● Reading passage:
The ‘Flexnarian model’ of medical education is no longer sustainable, he pointed out, since it creates silos, is elitist and biased against some groups. In today’s rapidly changing environment, the entire knowledge of humankind is at one’s fingertips. The challenge today is not how to access knowledge but how to apply it, he said. “We as teachers need to be professionals in using networks,” he added.
Cabrera noted that medical schools are not teaching students how to use AI, which is as important as doctor-patient skills. “Many jobs are dying but many new jobs surrounding AI are being created,” he said.
Earlier, on the second day of the Summit, Dr. Ali Al Dameh, Consultant Surgeon at the American Hospital of Dubai, explained how social media can have a big impact on patients’ health and choices. Referring to a study conducted in the USA, he said 160 million Americans look for healthcare information on the internet prior to visiting the doctor.
He stressed that doctors should take the lead in health related social media interactions but should maintain ethical integrity and use evidence-based information. Doctors must become experts on social media so that they can deliver better healthcare for patients, he added.
“The use of social media in healthcare has been able to increase interactions between doctors and patients and provide patients with more tailored information. It has also provided patients with social and emotional support and has the potential to influence health policies,” he said. “Patients are checking google at every step of their healthcare journey, so social media’s impact on patients is here to stay,” he further said.
Referring to another study, he said patients who engage with social media are more empowered and better at self-management and controlling their health. Positive experiences on the web enhance patients’ well-being.
In a session titled ‘Students’ Perspective: Transitioning from Personal to Professional’, MBRU medical student Faisal Nawaz, who actively uses Twitter to share medical knowledge and reflections on life as a medical student, said social media is a tool that students can harness for their success.
Nawaz realised the importance of having a professional interface when he joined university. “As I began my Twitter experience, I started connecting with the medical twitter community, sharing reflections on student life at MBRU. I began learning more than I thought I would by following research trends in various fields. I was also able to directly interact with authors, which was a great privilege.”

● Entries provided:

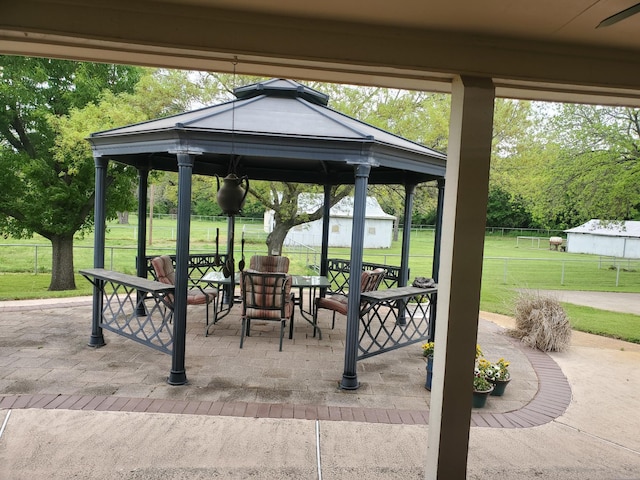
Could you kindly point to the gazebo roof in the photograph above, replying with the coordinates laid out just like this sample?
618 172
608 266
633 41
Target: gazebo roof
273 130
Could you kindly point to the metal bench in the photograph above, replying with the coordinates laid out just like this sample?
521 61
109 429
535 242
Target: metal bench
134 307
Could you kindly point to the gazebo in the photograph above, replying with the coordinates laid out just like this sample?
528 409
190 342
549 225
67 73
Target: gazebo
273 130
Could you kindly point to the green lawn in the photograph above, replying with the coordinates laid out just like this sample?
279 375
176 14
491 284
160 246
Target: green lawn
509 264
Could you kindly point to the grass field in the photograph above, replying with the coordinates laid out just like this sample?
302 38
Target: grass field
510 264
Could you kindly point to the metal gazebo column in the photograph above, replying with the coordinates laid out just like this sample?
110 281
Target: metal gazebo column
141 267
326 218
178 374
100 219
350 376
436 259
410 191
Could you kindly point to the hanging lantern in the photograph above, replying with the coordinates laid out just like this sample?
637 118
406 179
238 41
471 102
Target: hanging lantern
231 195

● Problems to solve:
1. In the summit article, how many Americans look for healthcare information online before visiting the doctor?
2. Retype the stretch of the summit article from "Earlier, on the" through "patients, he added." word for word.

● Answers to this exercise:
1. 160 million.

2.
Earlier, on the second day of the Summit, Dr. Ali Al Dameh, Consultant Surgeon at the American Hospital of Dubai, explained how social media can have a big impact on patients’ health and choices. Referring to a study conducted in the USA, he said 160 million Americans look for healthcare information on the internet prior to visiting the doctor.
He stressed that doctors should take the lead in health related social media interactions but should maintain ethical integrity and use evidence-based information. Doctors must become experts on social media so that they can deliver better healthcare for patients, he added.